----- Records for the exercise

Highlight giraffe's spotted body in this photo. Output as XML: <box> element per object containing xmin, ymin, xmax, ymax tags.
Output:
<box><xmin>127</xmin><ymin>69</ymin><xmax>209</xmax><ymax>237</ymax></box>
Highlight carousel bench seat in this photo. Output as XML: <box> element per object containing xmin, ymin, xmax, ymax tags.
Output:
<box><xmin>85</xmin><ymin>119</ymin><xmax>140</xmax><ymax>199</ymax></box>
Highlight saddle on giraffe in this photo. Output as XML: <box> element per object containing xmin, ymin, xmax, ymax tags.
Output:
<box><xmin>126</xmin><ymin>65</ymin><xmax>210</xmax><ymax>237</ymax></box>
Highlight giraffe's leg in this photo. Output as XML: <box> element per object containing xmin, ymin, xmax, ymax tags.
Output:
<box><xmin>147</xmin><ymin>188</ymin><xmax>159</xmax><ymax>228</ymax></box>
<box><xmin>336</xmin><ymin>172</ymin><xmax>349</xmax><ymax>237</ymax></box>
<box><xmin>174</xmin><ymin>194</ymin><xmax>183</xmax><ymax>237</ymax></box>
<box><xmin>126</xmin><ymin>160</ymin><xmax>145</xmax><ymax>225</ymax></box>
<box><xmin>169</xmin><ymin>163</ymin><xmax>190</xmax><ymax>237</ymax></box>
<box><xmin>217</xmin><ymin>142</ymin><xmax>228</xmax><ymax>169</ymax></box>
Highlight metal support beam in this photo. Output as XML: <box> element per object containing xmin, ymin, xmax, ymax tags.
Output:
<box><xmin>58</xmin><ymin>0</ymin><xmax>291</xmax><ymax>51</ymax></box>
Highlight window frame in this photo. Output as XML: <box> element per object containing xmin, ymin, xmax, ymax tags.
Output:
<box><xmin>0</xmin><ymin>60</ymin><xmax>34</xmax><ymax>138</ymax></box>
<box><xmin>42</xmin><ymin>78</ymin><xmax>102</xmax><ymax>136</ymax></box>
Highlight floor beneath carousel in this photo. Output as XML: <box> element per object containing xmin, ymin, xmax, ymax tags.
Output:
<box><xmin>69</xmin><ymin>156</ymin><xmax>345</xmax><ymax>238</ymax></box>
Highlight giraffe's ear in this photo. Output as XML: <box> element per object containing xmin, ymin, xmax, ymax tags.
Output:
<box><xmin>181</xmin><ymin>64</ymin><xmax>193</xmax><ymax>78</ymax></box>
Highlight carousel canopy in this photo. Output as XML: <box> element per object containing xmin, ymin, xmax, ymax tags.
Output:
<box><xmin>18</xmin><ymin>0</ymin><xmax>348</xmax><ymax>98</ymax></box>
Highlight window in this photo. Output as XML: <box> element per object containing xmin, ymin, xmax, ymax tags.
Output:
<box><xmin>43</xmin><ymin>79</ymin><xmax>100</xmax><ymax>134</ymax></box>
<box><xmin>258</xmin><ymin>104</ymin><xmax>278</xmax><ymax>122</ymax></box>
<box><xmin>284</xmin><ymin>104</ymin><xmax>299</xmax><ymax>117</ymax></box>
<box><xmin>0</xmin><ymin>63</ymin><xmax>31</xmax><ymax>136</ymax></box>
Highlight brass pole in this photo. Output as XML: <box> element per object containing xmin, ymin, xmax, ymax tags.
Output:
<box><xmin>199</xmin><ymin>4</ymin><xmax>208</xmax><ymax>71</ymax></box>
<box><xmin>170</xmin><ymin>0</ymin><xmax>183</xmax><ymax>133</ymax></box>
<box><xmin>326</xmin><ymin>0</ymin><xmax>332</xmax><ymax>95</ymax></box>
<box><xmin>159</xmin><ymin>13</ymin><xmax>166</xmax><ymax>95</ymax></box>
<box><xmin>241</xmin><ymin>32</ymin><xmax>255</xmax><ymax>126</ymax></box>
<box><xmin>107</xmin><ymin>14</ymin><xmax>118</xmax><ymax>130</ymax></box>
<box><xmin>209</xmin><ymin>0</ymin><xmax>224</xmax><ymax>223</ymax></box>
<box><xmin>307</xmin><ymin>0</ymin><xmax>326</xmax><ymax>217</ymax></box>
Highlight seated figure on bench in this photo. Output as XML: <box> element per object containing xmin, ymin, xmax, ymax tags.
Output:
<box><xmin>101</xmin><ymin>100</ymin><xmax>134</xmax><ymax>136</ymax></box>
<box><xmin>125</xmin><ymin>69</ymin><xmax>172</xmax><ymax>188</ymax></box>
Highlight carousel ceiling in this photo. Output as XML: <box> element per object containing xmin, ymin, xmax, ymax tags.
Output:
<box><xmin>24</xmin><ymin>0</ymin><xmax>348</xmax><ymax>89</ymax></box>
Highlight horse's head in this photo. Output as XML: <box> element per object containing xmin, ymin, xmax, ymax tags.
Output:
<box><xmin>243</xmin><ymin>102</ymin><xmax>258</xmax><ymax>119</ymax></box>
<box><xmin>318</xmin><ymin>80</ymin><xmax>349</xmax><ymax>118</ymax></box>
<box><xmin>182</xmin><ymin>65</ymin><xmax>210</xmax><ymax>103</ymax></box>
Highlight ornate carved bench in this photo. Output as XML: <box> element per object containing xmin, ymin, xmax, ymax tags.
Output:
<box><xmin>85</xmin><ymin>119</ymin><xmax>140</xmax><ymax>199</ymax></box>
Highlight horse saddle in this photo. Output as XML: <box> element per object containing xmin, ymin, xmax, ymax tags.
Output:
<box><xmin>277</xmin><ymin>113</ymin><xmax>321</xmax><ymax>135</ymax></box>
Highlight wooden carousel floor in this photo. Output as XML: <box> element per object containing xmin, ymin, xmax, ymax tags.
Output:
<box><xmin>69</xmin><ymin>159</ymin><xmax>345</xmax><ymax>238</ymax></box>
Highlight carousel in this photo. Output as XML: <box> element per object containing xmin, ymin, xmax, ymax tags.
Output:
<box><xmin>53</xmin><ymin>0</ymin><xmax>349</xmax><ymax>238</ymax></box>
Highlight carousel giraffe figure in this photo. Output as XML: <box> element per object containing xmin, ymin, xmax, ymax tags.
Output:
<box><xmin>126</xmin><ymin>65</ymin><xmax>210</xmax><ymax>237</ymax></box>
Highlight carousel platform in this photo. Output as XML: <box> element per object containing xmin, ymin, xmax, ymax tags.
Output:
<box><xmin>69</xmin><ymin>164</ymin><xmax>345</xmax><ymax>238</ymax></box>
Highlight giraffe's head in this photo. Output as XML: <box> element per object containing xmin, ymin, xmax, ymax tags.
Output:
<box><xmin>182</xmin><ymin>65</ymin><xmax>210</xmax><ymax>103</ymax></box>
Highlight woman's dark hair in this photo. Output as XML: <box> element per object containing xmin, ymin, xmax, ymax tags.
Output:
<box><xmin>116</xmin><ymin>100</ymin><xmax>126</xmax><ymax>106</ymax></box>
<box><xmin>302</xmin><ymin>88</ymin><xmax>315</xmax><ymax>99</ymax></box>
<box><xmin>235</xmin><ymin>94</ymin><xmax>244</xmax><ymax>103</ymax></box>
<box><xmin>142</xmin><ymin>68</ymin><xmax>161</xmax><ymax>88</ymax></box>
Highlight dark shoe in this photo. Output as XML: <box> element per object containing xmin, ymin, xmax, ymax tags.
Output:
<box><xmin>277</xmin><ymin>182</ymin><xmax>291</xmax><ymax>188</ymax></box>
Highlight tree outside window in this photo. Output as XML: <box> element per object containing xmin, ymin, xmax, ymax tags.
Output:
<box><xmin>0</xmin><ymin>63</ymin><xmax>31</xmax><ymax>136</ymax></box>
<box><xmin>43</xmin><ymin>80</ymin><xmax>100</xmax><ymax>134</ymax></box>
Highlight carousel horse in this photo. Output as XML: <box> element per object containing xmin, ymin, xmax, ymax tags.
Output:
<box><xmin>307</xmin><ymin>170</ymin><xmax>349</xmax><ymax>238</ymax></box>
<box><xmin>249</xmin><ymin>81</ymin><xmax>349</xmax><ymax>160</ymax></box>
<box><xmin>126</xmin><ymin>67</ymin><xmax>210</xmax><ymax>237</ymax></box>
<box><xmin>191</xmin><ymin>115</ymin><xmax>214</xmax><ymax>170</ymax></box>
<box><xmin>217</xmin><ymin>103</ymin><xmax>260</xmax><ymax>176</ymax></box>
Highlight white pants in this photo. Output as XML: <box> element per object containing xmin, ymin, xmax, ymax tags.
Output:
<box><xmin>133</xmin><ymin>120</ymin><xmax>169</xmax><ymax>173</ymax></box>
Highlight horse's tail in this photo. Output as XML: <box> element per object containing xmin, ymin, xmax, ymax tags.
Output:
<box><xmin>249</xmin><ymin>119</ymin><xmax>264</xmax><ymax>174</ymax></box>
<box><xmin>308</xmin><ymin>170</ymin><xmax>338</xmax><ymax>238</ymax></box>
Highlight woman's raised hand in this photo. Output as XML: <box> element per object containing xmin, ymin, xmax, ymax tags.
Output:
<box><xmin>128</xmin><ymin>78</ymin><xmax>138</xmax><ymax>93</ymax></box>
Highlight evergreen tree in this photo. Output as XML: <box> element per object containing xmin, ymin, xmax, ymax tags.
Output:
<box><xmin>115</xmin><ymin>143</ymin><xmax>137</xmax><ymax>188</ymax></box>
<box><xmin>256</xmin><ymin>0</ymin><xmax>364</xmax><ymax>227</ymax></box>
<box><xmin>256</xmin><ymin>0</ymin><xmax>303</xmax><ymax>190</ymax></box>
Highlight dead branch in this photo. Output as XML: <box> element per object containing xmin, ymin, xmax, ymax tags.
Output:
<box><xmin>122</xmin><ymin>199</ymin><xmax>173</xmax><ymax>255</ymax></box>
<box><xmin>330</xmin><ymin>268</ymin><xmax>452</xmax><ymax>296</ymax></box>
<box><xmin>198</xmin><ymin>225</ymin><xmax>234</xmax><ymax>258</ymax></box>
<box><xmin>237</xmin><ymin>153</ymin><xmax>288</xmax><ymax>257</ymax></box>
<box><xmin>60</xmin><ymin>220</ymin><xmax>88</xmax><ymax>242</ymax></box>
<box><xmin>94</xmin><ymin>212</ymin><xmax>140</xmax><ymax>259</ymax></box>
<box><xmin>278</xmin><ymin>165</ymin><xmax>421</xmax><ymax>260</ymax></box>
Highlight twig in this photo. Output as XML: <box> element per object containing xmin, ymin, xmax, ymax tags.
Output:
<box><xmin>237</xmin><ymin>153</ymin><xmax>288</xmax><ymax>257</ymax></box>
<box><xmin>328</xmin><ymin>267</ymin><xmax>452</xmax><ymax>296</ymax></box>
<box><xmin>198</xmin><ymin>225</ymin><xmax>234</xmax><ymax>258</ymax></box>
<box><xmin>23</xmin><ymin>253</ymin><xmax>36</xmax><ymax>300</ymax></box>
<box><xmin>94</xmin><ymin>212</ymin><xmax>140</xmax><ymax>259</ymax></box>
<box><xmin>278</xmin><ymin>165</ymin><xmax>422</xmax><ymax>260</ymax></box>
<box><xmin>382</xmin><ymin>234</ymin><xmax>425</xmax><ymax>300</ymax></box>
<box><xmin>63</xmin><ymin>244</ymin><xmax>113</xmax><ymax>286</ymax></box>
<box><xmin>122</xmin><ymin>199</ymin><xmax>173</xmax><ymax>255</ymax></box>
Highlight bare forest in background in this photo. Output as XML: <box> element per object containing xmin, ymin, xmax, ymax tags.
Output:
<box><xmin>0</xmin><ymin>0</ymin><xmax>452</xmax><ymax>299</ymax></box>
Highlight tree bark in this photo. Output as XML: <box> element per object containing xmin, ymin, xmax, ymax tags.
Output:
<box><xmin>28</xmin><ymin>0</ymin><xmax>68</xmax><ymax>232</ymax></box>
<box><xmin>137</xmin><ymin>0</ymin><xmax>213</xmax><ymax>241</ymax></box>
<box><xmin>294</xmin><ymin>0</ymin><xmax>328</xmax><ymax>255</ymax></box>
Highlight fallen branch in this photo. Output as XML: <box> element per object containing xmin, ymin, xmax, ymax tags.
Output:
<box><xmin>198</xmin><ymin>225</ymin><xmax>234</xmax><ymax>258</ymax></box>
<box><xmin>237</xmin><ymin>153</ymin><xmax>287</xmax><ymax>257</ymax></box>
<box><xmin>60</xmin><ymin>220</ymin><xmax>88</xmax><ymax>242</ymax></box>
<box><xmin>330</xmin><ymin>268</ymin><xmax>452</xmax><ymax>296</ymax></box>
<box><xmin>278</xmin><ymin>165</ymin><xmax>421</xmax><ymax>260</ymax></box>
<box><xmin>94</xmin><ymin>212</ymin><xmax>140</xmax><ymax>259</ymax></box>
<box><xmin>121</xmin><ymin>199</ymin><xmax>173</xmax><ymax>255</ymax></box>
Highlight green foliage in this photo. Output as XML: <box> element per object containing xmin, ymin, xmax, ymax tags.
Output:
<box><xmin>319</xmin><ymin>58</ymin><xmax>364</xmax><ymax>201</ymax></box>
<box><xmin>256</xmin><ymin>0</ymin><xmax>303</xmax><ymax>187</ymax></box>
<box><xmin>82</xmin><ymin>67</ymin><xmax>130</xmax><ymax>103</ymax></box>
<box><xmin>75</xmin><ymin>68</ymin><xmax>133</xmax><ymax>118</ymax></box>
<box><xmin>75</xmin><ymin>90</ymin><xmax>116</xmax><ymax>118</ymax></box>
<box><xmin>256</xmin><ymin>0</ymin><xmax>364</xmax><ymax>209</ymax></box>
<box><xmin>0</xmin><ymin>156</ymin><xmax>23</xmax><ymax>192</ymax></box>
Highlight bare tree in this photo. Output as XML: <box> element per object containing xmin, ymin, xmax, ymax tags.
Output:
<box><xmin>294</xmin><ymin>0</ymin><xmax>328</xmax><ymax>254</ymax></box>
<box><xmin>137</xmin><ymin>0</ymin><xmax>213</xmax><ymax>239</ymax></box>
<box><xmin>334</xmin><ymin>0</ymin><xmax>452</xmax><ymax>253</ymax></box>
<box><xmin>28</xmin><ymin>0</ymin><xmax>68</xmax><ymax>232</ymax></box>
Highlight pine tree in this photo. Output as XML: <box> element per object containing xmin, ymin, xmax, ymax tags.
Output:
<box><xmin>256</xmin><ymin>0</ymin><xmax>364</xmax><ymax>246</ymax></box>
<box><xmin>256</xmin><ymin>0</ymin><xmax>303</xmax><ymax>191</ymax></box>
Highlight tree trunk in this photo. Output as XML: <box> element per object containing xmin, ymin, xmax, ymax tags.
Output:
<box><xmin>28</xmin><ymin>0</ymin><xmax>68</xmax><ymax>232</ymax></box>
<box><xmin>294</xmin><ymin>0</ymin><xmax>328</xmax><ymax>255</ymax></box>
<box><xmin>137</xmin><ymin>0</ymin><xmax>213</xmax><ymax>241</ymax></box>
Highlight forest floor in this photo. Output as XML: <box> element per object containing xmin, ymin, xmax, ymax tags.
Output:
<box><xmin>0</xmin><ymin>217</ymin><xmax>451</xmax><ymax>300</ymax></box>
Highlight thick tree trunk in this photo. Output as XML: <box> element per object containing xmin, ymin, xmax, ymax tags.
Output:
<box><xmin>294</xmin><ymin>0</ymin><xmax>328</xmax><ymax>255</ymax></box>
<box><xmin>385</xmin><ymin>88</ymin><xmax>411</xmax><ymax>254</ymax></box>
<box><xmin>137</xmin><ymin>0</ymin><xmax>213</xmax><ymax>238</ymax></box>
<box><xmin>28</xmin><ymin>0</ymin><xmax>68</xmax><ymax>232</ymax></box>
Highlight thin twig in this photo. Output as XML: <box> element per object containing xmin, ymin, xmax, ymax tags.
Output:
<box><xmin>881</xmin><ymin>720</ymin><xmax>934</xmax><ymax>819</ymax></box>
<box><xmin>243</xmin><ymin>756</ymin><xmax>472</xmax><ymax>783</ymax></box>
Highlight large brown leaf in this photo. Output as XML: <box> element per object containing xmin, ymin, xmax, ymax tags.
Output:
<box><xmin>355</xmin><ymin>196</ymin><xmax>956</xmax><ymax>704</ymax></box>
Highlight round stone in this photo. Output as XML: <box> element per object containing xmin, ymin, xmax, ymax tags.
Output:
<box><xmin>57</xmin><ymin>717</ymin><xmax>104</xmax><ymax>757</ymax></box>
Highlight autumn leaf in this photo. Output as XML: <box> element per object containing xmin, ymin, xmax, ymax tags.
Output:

----------

**Instructions for the task**
Extract every line from the one containing "Highlight forest floor" to the end of the entries, including both of those lines, exactly as given and with nothing added.

**Answer to this task**
Highlight forest floor in this photo. Output as XML: <box> element per object containing xmin, ymin, xmax, ymax tags.
Output:
<box><xmin>0</xmin><ymin>217</ymin><xmax>451</xmax><ymax>300</ymax></box>
Highlight thick tree trunk in this photo. Output as XML: <box> element per object containing xmin, ymin, xmax, ymax tags.
Output:
<box><xmin>294</xmin><ymin>0</ymin><xmax>328</xmax><ymax>255</ymax></box>
<box><xmin>385</xmin><ymin>88</ymin><xmax>411</xmax><ymax>254</ymax></box>
<box><xmin>137</xmin><ymin>0</ymin><xmax>213</xmax><ymax>238</ymax></box>
<box><xmin>28</xmin><ymin>0</ymin><xmax>68</xmax><ymax>232</ymax></box>
Highlight thin twig in this photo. Output as XML: <box> element per object containing xmin, ymin, xmax, ymax tags.
Output:
<box><xmin>881</xmin><ymin>720</ymin><xmax>934</xmax><ymax>819</ymax></box>
<box><xmin>243</xmin><ymin>756</ymin><xmax>472</xmax><ymax>783</ymax></box>
Highlight large brown leaf in this photo. Output as XML: <box> element per object containing xmin, ymin, xmax, ymax tags.
Output:
<box><xmin>355</xmin><ymin>196</ymin><xmax>956</xmax><ymax>704</ymax></box>
Highlight round stone in this photo. Output as XML: <box> element per object containing xmin, ymin, xmax, ymax tags.
Output:
<box><xmin>57</xmin><ymin>717</ymin><xmax>104</xmax><ymax>757</ymax></box>
Highlight autumn leaf in this photo. Output as XML: <box> element per object containing xmin, ymin, xmax, ymax tags.
Output:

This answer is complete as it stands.